Follow these 5 principles to send cold B2B emails and stay in line with the General Data Protection Regulation 

History is full of dates that mark a turning point for the people that make up the world. For some, it was the fall of the Berlin wall. Others, the date that marked independence. For many marketers, that date was May 25th, 2018.

The GDPR came into effect on May 25th, 2018. It promised to put an end to spammy digital marketing practices with a staunch position on the protection of individual privacy rights. Any marketers who found themselves on the wrong side of the GDPR could face intense fines of up to 20 Euros. Many digital marketers saw this as the death kneel of email marketing and cold communications, and many still avoid cold emailing for fear of breaching the GDPR.

However, we’re here to report that the death certificate of cold emailing was grossly exaggerated, and cold emailing is, in fact, alive and well - at least in the B2B sphere. To be more precise, email marketers simply need to follow five principles to send cold B2B emails.

This blog post will guide you through these five principles you need to adhere to in order to send cold emails in a post GDPR world.

5 principles to send cold B2B emails

The GDPR was never about protecting businesses or preventing cold emailing in general. Above all, its main goal is to protect the personal data and privacy of individuals. In other words, businesses and business emails are, largely, fair game.

These five principles are all digital marketers need to stay GDPR compliant and send out cold emails to prospective leads. However, we would like to point out that we are not lawyers, and that the advice here should never constitute as legal council - just as a general guide to help panicked marketers regain some control over their campaigns.

So, without further disclaimers, let’s take a look at the 5 principles.

*Data provided:*
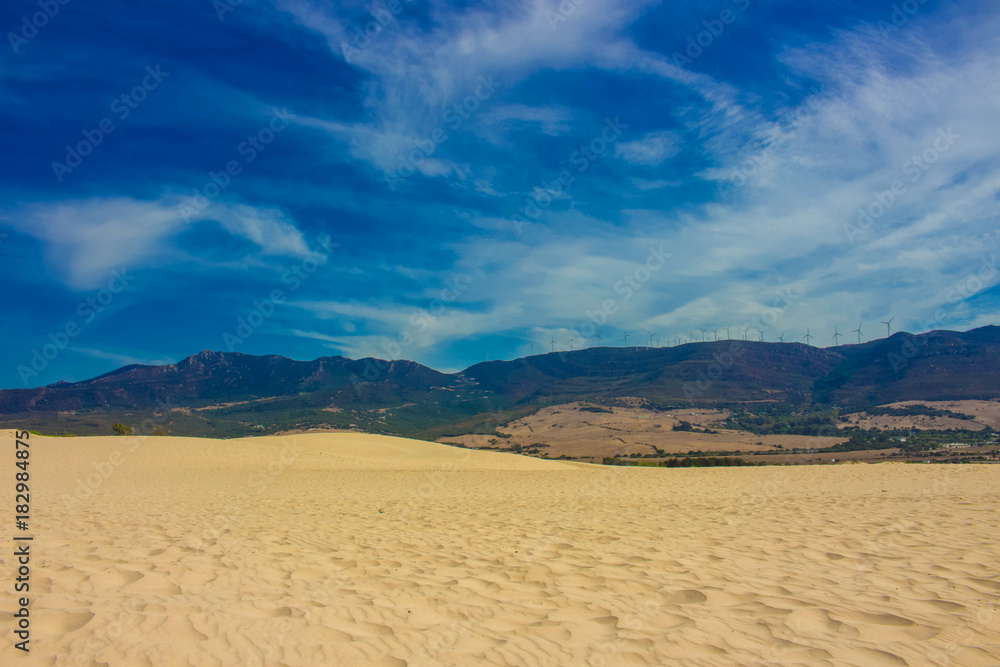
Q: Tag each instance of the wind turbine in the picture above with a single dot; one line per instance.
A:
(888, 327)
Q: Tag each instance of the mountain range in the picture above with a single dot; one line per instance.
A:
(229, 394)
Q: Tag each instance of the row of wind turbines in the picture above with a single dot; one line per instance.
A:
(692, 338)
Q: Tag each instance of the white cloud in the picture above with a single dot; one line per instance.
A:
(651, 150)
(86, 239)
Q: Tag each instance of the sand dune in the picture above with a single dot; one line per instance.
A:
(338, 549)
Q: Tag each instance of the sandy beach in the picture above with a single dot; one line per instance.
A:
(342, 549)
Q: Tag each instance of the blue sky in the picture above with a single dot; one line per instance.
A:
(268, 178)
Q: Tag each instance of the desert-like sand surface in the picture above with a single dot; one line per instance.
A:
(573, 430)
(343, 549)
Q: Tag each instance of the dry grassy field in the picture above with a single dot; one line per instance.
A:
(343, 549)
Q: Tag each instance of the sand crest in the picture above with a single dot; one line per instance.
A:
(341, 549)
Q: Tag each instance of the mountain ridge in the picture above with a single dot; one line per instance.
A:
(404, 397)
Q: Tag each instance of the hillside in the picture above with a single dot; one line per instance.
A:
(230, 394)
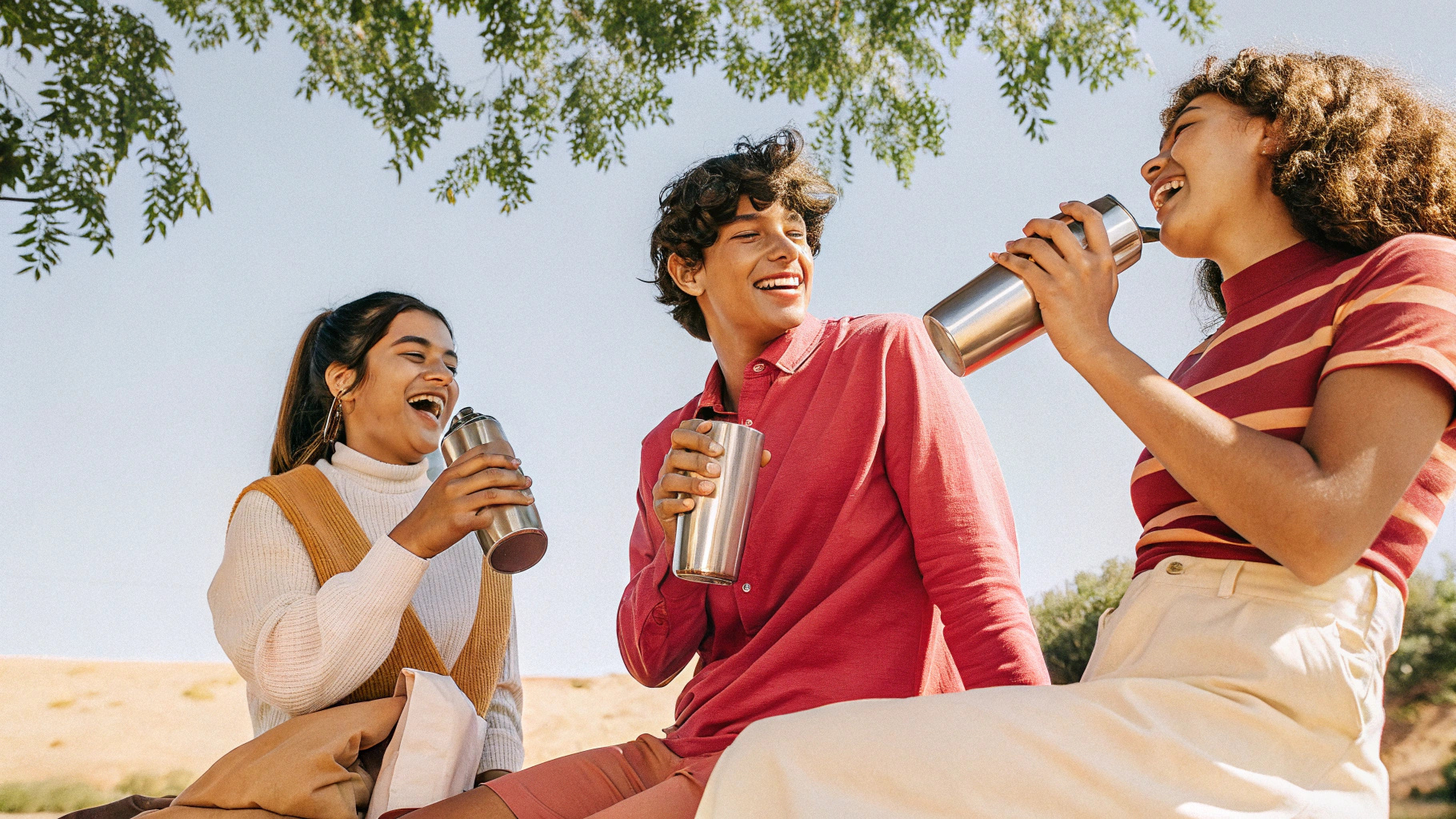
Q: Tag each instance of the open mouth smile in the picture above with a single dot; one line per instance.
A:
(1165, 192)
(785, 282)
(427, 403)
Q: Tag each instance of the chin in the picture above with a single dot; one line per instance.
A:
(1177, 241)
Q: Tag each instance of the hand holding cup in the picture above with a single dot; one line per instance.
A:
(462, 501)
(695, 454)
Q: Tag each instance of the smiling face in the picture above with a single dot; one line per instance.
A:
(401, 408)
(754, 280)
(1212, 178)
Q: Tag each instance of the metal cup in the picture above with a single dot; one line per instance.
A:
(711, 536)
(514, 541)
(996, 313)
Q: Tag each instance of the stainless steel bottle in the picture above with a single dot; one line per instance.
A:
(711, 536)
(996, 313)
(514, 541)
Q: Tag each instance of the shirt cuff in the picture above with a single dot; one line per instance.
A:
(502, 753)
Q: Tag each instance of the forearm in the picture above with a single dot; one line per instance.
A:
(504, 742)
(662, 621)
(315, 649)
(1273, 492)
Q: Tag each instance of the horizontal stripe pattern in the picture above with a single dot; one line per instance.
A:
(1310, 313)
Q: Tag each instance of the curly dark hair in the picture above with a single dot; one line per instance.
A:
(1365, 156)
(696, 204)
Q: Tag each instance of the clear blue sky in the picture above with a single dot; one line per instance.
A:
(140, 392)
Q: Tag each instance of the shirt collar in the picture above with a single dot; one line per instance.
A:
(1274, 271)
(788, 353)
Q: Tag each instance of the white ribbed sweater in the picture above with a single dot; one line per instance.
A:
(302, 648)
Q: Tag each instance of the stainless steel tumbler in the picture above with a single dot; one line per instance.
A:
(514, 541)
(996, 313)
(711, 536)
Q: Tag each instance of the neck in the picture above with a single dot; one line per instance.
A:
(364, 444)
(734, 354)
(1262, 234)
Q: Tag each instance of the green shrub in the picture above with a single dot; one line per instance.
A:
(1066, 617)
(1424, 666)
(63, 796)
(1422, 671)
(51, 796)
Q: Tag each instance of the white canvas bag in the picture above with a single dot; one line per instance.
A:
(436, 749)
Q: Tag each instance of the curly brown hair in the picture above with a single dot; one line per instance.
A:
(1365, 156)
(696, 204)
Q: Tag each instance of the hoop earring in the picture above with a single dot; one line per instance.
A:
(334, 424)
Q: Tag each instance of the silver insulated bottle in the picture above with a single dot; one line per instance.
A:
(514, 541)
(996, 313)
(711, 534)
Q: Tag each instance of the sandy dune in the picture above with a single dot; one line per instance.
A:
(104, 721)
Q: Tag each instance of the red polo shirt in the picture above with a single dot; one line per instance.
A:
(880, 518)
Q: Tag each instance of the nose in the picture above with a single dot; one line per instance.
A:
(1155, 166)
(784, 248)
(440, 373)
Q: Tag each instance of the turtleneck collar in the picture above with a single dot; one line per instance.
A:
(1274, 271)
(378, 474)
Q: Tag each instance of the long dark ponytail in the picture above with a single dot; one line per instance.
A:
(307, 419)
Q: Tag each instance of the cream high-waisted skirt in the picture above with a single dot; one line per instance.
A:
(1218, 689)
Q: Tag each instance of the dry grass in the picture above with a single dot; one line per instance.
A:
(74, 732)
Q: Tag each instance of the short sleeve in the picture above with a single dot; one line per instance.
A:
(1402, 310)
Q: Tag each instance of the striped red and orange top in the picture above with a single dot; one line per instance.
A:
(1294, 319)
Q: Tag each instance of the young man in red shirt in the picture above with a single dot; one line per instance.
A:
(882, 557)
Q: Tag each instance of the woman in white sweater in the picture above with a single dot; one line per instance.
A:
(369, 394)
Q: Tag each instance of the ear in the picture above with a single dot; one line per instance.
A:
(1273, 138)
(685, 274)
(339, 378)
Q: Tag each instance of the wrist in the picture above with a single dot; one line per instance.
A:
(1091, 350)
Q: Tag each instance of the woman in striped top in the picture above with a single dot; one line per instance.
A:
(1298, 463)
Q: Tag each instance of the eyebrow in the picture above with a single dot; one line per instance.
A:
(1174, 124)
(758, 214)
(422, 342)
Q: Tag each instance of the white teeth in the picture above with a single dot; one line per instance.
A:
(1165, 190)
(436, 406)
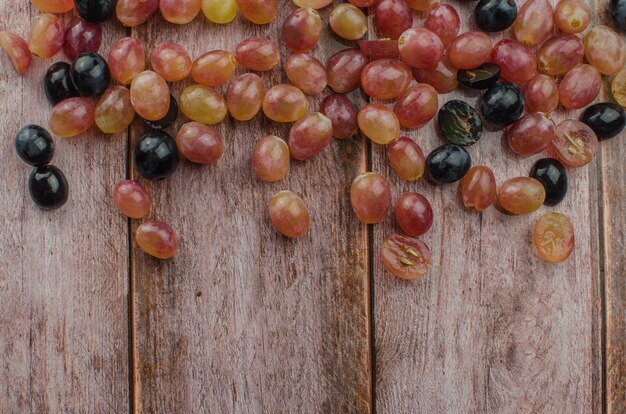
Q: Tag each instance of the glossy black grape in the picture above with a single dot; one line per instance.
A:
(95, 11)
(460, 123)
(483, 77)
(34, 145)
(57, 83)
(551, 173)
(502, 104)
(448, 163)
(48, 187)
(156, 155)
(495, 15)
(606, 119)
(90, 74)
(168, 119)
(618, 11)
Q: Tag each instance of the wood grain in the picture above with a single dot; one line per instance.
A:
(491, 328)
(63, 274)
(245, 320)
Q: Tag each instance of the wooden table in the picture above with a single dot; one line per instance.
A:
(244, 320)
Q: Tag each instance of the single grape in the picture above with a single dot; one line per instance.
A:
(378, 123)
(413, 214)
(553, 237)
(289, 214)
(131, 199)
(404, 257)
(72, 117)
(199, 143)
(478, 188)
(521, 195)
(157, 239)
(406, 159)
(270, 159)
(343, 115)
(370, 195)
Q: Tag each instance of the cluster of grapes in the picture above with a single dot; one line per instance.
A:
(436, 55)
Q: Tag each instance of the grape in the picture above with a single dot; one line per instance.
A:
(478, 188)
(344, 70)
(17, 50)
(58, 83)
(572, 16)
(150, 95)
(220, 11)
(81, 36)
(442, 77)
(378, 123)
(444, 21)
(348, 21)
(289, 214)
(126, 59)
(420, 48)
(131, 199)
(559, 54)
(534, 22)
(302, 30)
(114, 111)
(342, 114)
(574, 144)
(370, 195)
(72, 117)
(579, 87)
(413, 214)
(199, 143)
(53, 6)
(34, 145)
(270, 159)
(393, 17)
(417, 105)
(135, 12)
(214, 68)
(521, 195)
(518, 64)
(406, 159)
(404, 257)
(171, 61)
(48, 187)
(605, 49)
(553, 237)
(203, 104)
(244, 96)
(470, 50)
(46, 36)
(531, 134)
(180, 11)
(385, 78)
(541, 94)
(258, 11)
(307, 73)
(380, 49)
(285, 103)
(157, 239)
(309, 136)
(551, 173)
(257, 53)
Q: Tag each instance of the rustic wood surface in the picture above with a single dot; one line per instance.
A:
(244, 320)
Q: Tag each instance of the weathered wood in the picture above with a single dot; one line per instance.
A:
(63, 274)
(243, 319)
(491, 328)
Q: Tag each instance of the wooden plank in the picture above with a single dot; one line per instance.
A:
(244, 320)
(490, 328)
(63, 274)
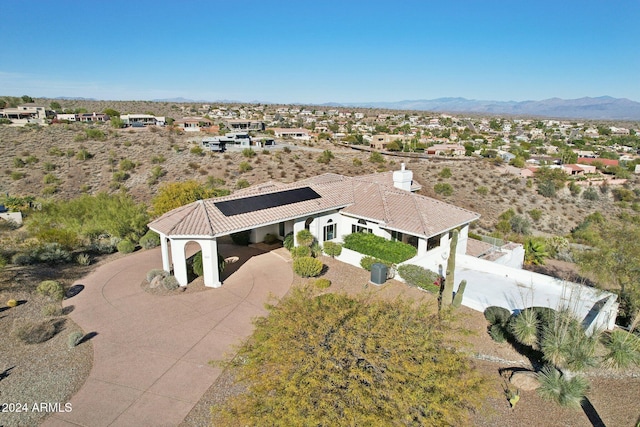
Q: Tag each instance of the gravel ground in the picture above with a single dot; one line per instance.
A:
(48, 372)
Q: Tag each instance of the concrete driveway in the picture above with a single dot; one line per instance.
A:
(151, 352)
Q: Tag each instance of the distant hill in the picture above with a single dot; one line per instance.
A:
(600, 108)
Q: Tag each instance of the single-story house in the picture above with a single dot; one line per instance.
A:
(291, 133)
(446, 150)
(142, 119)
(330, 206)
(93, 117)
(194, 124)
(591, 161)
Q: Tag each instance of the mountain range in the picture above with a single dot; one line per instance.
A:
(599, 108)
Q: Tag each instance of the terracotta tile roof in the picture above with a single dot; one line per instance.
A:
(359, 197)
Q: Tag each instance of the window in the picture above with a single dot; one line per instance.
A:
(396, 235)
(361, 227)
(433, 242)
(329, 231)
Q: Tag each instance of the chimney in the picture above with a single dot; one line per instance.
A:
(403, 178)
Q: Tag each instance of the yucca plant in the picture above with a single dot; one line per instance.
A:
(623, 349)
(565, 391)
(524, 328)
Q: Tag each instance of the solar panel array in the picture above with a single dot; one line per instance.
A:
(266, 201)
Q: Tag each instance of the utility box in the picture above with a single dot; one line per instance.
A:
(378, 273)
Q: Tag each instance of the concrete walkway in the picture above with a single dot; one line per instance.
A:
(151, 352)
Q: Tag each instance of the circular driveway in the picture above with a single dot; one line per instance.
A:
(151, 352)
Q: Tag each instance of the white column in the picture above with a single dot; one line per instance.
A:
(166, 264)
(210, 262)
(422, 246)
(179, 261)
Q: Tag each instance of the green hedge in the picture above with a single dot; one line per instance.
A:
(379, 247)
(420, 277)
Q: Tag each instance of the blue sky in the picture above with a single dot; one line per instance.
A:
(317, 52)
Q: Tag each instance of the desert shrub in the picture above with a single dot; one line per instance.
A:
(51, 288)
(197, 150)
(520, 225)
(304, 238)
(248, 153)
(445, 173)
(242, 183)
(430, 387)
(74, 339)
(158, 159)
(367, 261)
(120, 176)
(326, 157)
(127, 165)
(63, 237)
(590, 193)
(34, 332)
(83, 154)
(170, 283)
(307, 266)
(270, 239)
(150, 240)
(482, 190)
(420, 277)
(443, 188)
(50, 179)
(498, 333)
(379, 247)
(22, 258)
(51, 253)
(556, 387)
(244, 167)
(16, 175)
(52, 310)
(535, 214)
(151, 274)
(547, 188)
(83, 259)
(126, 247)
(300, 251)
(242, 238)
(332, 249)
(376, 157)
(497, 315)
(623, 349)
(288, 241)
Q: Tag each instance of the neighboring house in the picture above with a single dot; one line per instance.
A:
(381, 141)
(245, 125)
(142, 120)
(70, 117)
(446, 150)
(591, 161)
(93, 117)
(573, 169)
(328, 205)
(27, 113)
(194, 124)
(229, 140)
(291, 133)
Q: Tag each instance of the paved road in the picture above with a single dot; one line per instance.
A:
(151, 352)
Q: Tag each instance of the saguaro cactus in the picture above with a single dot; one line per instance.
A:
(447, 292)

*Exercise task 1:* According to the cold B2B email guide, on what date did the GDPR come into effect?
*Exercise task 2:* Pick up the cold B2B email guide right after its final sentence and keep it going.

*Result 1:* May 25th, 2018.

*Result 2:*
  1. Always choose the right prospect and data
  2. Always explain your reason for contact
  3. Always provide an easy and quick way to unsubscribe / Opt-out
  4. Always maintain your database
  5. Always have an answer to complaints and questions

Sounds simple, right? Well, each of these principles has a little more going on than on face value. Let’s take a more in-depth look at what we mean by each one below.

1 - Always choose the right prospect and data

If you’re like any digital marketer, you’ll believe the right prospect is anyone who would buy your product or service. For the most part, that is correct but overly simplistic. 

Marketers who want to stay in-line with the GDPR and still send cold emails must be mindful of two aspects when selecting who they’ll be contacting and the kinds and quantity of data that they will be collecting.

These aspects can be addressed by looking at two factors: adequacy and relevance.

Adequacy 

The amount and type of data need to be strictly necessary for your purposes. In other words, you can’t collect information that you don’t plan on using. E.g. if you don’t intend on calling your leads, you can’t collect or ask for their cellphone number.

Relevance

Relevance refers to contacting only prospects who would buy your product or service. If your targeting is accurate, then you shouldn’t have to worry about this aspect. As a general rule of thumb, if your prospects are surprised to hear from you, then your prospects are most likely not relevant and you could be in contravention of the GDPR. 

In short, when choosing the right prospects and the data you collect from them, you have to be very precise in selecting your ideal prospects. All the data you collect from them have to be used to help personalise your marketing to be something interesting and useful from their perspective - not yours.

2 - Always explain your reason for contacting and processing

The GDPR allows data processing under six circumstances:

  • Consent - the prospect has given you permission.
  • Contract - you have a contract that obligates you to process your prospect’s data.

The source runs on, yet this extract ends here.